Requirements
Retype the relocation story word for word, starting with "A bit of background" and going on through "packing, etc., etc.).".

Julien is a WBG spouse who recently relocated to Washington DC. Below, he describes how he handled his professional goals before and after relocation, and the thing he has learned in the process.

A bit of background on my relocation:

  • My wife and I both wanted to live abroad again after a first experience about ten years ago
  • My wife was already working on a temporary contract in Washington DC. Still undecided, I started applying to jobs there (in development and in the private sector) from our home country.
  • My wife was then offered a staff position at WB, which made the decision to move easier. I quit my job and prepared for relocation (selling the house, packing, etc., etc.).
  • My intention was to work as soon as possible after relocation. I knew what I wanted to do in DC—I am not a risk-taker or was not in a “reinvent myself” mindset.

Here’s what my relocation experience looks like as a line graph. The line represents how things were going for me:

The ups and downs:

Before quitting my job and relocating to DC, I was already faced with a dilemma because my plan had been to find a job first, before making the decision to relocate. As I said I’m rather risk-averse and I feared moving without having a plan in place. However, the more time passed the less probable it looked that I would find a job from abroad. I applied to a lot of postings but got no job interviews. So, I had to accept this fact, and take the risk, i.e. accept relocating without a safety net—literally jump into the unknown.

Rows
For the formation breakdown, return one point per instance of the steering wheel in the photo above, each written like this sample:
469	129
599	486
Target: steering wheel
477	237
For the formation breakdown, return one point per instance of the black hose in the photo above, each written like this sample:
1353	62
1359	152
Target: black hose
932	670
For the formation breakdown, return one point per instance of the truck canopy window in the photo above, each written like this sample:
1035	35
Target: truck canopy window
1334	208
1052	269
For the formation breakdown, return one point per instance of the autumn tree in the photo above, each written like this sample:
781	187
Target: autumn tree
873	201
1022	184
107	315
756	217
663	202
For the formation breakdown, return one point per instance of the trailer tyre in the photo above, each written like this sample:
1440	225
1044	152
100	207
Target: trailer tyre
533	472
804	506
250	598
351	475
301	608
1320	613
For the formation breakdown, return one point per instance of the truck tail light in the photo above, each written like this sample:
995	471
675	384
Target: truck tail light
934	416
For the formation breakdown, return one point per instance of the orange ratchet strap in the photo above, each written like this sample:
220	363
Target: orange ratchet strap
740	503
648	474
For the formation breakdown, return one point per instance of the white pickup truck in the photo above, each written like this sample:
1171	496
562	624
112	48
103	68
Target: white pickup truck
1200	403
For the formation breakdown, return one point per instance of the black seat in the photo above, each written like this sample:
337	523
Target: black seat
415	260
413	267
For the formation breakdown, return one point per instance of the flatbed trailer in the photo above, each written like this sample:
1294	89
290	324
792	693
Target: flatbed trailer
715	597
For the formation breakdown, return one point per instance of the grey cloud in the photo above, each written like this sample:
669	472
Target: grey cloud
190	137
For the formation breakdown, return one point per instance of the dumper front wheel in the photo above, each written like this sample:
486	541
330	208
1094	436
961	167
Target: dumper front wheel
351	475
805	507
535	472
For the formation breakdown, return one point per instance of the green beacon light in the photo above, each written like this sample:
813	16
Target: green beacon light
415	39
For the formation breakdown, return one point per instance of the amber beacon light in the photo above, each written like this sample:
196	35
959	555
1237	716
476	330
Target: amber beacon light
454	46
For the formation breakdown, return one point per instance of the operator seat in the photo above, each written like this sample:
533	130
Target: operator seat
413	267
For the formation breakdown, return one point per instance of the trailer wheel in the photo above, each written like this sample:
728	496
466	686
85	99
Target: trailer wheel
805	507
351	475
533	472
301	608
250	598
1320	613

Result
A bit of background on my relocation:

  • My wife and I both wanted to live abroad again after a first experience about ten years ago
  • My wife was already working on a temporary contract in Washington DC. Still undecided, I started applying to jobs there (in development and in the private sector) from our home country.
  • My wife was then offered a staff position at WB, which made the decision to move easier. I quit my job and prepared for relocation (selling the house, packing, etc., etc.).